◆ **Task to complete**
Copy the listing below line for line, keeping every word and number unchanged, but leave the pictures out.

◆ **Extracted material**
_____

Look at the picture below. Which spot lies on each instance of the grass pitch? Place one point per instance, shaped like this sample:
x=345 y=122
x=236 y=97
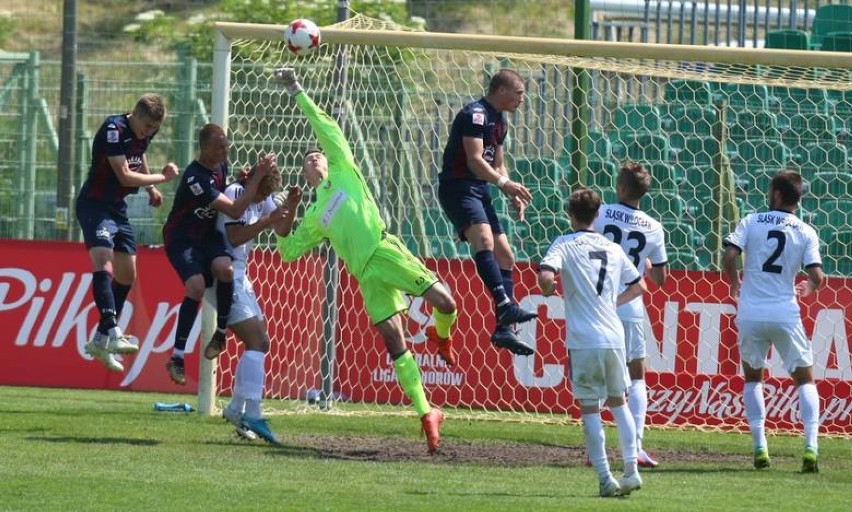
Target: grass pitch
x=97 y=450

_____

◆ **Solution**
Look at the picture below. Which spot lies on each instance of the grass pitch? Place one point per instance, shaped like this sample:
x=345 y=122
x=236 y=97
Target: grass pitch
x=97 y=450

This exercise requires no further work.